— Start of PASSAGE TO READ —

This post provides an information about full wave bridge rectifier. We will also see its working principle and advantages and disadvantages.

In full wave Bridge rectifier a transformer and four diodes are used. During the positive half cycle of secondary voltage, the diodes D2 and D4 are forward-biased, but diodes D1 and D3 do no conduct. The current is through D2, R, D4 and secondary winding.

During the negative half cycle, the diodes D1 and D3 are forward-biased, but diodes D2 and D4 do not conduct. The current is through D1, secondary winding, D3 and R.

The load current is in the same direction in both half-cycles. Therefore a unidirectional (d.c.) voltage is obtained across load resistor.

Average voltage = Vdc = 0.636 Vp = 2Vp/π

Where Vp = peak value of secondary voltage.

Since each diode conducts for only half cycle, the current rating (Io) of the diodes must be at least – half of the dc load current. i.e. 0.5 Idc.

— End of PASSAGE TO READ —
— Start of DATASET CONTENT —

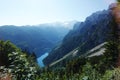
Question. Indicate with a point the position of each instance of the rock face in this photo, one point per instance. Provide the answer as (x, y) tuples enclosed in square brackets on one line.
[(85, 35), (115, 9)]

— End of DATASET CONTENT —

**REQUIRED TASKS:**
[1] In the bridge rectifier passage, list in order the components the current passes through during the negative half cycle.
[2] Reproduce the part of the bridge rectifier passage between "During the negative" and "across load resistor.", inclusive.
[3] Resume the bridge rectifier passage after its last sentence and write the next part.

**SOLVED PROBLEMS:**
[1] D1, secondary winding, D3, R

[2]
During the negative half cycle, the diodes D1 and D3 are forward-biased, but diodes D2 and D4 do not conduct. The current is through D1, secondary winding, D3 and R.

The load current is in the same direction in both half-cycles. Therefore a unidirectional (d.c.) voltage is obtained across load resistor.

[3]
Each diode must withstand a peak inverse voltage equal to the peak secondary voltage. PIV = Vp.

Therefore the PIV rating of the diodes must be greater than Vp. As the output is a full-wave signal, the output frequency is double the input frequency.

The maximum efficiency of bridge rectifier is 81.2%

Advantages of full wave bridge rectifier:

• Centre tap on the secondary of the transformer is not necessary.
• Small transformer can be used.
• For a bridge rectifier circuit PIV per diode is one-half of the value for each diode in a full-wave rectifier.

• In this type two extra diodes are used.
• The voltage regulation is poor.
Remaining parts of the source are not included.